● **ACTIONS TO TAKE**
**A.** Quote the Book Aid International passage from "Eager children scramble" to "turned a page.".
**B.** According to the Book Aid International passage, how many books and journals does the charity donate each year?
**C.** Carry on the Book Aid International passage from the point where it stops.

Eager children scramble for them in Zimbabwe. Camels carry them through remotest Kenya. They are impossible to buy from a legitimate seller in Sierra Leone. They have solved problems, launched businesses and careers, created dreams, fired imaginations, changed lives and saved lives. They are taken for granted in Britain, but 113-million children worldwide do not have access to them.
Books are not a luxury but a necessity. They open up new worlds and provide opportunities. Without them, modern education is near-impossible. In many African classrooms, one book is shared between six, a dozen or even a hundred children. While guests on BBC Radio 4’s Desert Island Discs are asked which book they could not live without, there are many African people who die having never turned a page.
Book Aid International exists because books matter. They are an essential tool in any nation’s growth.
Each year, Book Aid International donates more than half-a-million books and journals to some of the poorest countries, mostly in sub-Saharan Africa — where half the people live on less than $1 a day — but also in Palestine and tsunami-hit Sri Lanka. Far from a cultural indulgence, the charity’s goal is long-term eradication of ignorance, poverty and dependence.
”To be outrageous,” said Michael Morpurgo, the former Children’s Laureate, ”I think Book Aid International is even more necessary than aid for famines. I don’t see how you’re going to stop the cycle of famine and war unless you improve knowledge and understanding.

● **GIVEN INFORMATION**
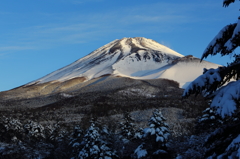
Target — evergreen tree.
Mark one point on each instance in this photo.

● **ANSWERS FOR THE EXERCISE**
**A.**
Eager children scramble for them in Zimbabwe. Camels carry them through remotest Kenya. They are impossible to buy from a legitimate seller in Sierra Leone. They have solved problems, launched businesses and careers, created dreams, fired imaginations, changed lives and saved lives. They are taken for granted in Britain, but 113-million children worldwide do not have access to them.
Books are not a luxury but a necessity. They open up new worlds and provide opportunities. Without them, modern education is near-impossible. In many African classrooms, one book is shared between six, a dozen or even a hundred children. While guests on BBC Radio 4’s Desert Island Discs are asked which book they could not live without, there are many African people who die having never turned a page.

**B.** More than half-a-million books and journals.

**C.**
”To present food without books is a stop-gap; books are the basic tools of survival. It’s going to take generations, but we’d better start now because we cannot have one part of the world that isn’t fulfilling the aspirations of its people intellectually, physically and commercially.”
One step back
Nearly a billion people entered the 21st century unable to sign their names, according to the United Nations Children’s Fund. About 113-million children — two-thirds of them girls — do not go to school. And as more countries pursue the UN’s Millennium Development Goal of universal primary education, two steps forward can mean one step back.
In Uganda, for example, as school enrolment grew from 2,5-million pupils in 1997 to 7,7-million last year, resources were stretched and quality compromised. Books are shared between many — not surprising when, in some countries, a book costs a month’s wages.
Masialeti Simenda, chief librarian of the Zambia Library Service, one of Book Aid International’s partners, said: ”Most people in Zambia don’t have access to books. There is a misconception that people in urban areas can afford them, but imagine a family which cannot even afford three meals a day. Literacy was at 80%, but the situation is becoming worse; it is now 55% to 60%, because of the limited places in school.’
Book Aid International has given him hope. He gives an example of what the charity can achieve: ”There was a security guard who didn’t do well at high school and his friends used to laugh at him. He used Book Aid International books and did O-levels, then got a certificate and diploma in library studies. Now he wants to study for a degree. It’s an amazing example.”
Ellen Namhila, director of the Namibia Library and Information Service, also finds grounds for optimism: ”For 90% of the population, the reading and writing culture is not there and the demand to seek information is not there. We would normally only be able to provide 30 books per school, but now with Book Aid International it’s 300 or more per school each year.
”The books this charity is donating to Africa are not put on shelves to gather dust. You can see by the wear and tear that these books are continually used.’
Donations
A donation of just £1,50 (about R16) is what it takes to a send a book to one of the world’s poorest countries. But Book Aid International, founded in 1954, needs public donations more than ever.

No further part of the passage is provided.